◆ **Problem description**: Collect every line of the data below that contains the word "wall", and copy each one.
-- START Input rows --
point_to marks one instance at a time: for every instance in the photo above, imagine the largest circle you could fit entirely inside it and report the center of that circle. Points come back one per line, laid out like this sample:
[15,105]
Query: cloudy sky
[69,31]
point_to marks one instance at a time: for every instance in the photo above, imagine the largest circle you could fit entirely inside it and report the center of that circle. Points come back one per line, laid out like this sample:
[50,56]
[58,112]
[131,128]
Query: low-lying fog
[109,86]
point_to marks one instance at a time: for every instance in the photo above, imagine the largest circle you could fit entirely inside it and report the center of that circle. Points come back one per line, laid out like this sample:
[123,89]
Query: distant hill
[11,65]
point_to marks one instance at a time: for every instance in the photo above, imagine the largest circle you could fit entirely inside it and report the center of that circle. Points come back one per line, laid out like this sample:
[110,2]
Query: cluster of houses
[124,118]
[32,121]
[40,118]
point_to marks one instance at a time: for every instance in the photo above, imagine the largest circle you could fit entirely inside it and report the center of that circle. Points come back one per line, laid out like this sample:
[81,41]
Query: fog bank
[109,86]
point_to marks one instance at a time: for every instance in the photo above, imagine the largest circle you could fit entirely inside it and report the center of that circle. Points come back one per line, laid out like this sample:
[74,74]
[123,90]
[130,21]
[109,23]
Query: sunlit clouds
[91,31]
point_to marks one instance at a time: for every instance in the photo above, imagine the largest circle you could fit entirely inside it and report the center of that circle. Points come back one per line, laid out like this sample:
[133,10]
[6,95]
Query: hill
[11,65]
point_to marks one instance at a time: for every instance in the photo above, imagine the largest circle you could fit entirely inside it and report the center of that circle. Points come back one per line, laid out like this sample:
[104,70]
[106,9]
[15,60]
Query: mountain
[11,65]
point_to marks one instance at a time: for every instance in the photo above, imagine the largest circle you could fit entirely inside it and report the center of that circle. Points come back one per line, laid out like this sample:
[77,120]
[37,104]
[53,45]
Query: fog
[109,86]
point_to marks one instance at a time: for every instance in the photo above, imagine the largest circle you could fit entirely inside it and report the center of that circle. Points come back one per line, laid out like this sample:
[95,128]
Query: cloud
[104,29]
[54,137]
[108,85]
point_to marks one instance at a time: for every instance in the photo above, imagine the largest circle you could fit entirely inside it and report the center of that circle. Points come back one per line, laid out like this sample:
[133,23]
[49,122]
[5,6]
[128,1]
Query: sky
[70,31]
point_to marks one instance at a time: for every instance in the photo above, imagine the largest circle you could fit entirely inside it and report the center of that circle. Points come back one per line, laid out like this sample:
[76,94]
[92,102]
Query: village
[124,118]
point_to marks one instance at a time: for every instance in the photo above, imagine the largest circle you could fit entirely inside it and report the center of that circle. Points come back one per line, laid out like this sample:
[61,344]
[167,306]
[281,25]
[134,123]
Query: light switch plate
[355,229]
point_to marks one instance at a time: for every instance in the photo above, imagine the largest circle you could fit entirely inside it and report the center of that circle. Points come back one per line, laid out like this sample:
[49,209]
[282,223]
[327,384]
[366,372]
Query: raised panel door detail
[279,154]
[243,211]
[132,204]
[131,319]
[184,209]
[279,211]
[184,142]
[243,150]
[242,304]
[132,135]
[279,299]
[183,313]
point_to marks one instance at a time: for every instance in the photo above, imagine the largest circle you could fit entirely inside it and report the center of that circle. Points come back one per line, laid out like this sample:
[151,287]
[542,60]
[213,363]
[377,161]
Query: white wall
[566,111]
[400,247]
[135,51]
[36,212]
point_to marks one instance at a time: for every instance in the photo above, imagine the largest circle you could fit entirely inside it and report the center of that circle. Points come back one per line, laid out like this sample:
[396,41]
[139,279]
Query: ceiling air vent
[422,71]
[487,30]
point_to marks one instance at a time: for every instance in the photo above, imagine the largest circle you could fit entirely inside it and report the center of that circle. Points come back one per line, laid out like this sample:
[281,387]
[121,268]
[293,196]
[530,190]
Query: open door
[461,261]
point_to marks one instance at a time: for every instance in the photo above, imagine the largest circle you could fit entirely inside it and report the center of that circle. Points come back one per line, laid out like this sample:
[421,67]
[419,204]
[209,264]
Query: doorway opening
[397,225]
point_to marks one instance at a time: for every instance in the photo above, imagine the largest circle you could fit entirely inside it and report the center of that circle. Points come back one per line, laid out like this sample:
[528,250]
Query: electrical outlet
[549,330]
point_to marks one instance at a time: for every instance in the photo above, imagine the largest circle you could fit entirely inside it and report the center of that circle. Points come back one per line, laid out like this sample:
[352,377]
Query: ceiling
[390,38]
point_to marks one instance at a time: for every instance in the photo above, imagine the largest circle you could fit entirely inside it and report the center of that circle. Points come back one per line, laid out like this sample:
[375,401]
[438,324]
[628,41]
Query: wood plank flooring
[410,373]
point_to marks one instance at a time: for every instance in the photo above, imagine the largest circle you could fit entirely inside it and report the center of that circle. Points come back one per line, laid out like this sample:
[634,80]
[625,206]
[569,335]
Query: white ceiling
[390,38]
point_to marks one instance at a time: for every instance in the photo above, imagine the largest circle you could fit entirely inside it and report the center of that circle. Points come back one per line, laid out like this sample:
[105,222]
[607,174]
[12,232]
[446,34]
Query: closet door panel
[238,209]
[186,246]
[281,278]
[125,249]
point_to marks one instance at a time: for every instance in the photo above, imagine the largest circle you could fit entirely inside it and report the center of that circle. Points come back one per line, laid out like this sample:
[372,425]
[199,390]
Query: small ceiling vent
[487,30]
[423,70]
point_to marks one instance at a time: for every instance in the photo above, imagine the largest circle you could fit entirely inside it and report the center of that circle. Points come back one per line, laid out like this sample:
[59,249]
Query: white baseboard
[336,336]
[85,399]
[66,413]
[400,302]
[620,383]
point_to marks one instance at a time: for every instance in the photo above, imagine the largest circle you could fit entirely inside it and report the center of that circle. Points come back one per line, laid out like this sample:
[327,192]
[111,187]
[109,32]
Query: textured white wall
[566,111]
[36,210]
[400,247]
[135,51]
-- END Input rows --
◆ **Solution to this task**:
Query: white wall
Query: textured white wall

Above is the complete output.